_SET PROBLEM_
In the lines below, from the line containing "[trace] decorative tile border -> outlines" through the line containing "M31 87L32 89L35", inclusive, replace "instance" with "shape" and change nothing else. Return only those lines.

_RECORDS FOR THE TASK_
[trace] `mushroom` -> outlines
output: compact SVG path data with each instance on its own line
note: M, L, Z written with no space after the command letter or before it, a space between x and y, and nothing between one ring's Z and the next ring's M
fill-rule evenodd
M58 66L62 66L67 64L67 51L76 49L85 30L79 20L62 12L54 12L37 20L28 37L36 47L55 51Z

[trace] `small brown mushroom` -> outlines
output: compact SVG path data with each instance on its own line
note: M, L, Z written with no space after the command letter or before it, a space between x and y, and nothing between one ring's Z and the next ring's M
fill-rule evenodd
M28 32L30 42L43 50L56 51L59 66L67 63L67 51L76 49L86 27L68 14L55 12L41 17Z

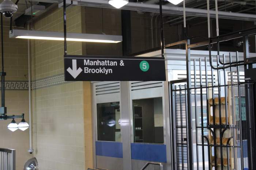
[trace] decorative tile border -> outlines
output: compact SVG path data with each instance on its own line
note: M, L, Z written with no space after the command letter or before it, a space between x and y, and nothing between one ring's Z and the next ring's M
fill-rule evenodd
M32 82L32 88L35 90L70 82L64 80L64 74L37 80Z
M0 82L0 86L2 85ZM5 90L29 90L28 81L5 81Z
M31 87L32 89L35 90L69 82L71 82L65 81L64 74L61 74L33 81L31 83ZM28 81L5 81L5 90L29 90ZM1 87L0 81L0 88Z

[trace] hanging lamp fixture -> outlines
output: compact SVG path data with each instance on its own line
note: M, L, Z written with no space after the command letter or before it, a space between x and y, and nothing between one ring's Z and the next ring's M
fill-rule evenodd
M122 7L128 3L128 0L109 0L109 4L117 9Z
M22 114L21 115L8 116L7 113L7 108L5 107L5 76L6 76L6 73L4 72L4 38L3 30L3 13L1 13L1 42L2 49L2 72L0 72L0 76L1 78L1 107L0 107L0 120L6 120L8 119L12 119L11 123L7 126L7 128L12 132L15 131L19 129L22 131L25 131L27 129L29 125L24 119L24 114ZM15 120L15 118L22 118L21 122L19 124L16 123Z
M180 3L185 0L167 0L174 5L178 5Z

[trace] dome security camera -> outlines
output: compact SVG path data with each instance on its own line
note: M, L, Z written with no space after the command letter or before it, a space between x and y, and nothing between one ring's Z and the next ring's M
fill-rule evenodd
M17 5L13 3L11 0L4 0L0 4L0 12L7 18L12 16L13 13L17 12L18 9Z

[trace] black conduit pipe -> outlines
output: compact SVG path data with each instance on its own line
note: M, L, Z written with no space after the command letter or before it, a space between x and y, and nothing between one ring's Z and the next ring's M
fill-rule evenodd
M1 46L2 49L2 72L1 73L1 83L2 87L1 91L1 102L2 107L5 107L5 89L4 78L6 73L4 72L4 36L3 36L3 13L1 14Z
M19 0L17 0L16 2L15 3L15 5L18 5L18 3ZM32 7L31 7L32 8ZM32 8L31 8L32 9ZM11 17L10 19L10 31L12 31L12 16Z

* * *

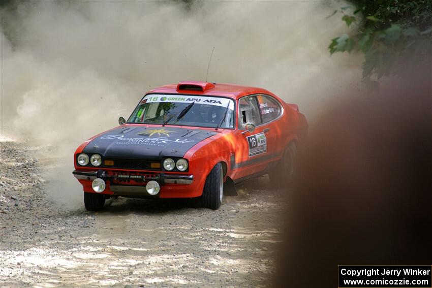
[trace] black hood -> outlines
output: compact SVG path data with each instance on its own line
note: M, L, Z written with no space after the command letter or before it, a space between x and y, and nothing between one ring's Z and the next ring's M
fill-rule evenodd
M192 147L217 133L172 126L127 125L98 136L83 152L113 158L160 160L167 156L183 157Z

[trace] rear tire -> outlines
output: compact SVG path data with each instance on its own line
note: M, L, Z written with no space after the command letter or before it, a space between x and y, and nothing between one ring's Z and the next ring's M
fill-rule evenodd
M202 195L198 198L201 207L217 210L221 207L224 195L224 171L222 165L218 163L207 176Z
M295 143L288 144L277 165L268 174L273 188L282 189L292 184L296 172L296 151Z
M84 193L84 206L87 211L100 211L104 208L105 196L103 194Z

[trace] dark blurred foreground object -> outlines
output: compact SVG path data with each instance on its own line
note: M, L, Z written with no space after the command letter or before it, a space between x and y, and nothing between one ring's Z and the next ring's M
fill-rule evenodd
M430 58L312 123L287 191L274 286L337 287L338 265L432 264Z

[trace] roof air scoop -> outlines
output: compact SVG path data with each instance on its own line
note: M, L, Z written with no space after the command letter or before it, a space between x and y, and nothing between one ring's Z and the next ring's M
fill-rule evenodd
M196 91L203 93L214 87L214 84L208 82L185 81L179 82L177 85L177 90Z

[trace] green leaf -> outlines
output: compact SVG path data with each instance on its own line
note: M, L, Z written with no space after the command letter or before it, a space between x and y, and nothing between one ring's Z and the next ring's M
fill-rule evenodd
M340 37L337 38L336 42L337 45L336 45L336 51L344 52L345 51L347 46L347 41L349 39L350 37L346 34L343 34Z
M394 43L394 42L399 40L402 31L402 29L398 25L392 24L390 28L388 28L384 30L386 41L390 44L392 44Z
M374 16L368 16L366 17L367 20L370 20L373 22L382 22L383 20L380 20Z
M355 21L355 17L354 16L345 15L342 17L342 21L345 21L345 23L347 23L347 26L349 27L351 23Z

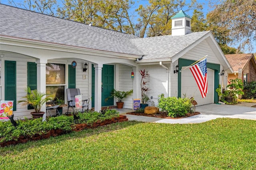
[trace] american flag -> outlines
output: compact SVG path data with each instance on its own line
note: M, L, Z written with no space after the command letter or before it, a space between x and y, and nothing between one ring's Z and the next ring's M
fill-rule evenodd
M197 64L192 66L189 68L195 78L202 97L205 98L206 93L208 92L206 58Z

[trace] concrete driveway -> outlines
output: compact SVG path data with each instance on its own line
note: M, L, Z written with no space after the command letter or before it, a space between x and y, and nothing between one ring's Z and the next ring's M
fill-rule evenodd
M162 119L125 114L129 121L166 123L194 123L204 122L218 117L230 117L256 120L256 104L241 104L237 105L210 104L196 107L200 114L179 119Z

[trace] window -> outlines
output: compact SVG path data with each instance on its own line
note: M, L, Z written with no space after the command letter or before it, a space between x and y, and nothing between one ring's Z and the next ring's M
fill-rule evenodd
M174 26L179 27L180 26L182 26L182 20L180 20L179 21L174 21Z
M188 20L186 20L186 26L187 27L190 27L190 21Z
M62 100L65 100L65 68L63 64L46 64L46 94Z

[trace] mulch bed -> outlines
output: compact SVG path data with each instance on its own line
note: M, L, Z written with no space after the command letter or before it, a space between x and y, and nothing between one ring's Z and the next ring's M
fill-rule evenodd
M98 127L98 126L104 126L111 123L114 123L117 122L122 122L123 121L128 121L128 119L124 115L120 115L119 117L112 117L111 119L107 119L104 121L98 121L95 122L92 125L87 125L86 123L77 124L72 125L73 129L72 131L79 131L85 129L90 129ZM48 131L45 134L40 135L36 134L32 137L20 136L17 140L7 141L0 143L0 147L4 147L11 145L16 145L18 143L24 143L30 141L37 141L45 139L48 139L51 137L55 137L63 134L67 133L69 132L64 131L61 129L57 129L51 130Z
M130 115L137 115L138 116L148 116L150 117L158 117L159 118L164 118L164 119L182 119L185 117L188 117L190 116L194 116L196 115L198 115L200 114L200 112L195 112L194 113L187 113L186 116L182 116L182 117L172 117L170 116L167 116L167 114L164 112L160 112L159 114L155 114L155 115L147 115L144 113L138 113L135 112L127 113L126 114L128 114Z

_OUTPUT FOR THIS EXERCISE_
[trace] decorative tile border -> outlines
output: compact SVG path data with each shape on its own line
note: M, L, Z written with no space after the command letter or before it, a space between x and y, and nothing between one ring's Z and the next ring's M
fill-rule evenodd
M32 82L32 88L35 90L70 82L64 80L64 74L37 80Z
M0 82L0 86L2 85ZM5 90L29 90L28 81L5 81Z
M31 87L32 89L35 90L69 82L71 82L65 81L64 74L61 74L33 81L31 83ZM28 81L5 81L5 90L29 90ZM1 87L0 81L0 88Z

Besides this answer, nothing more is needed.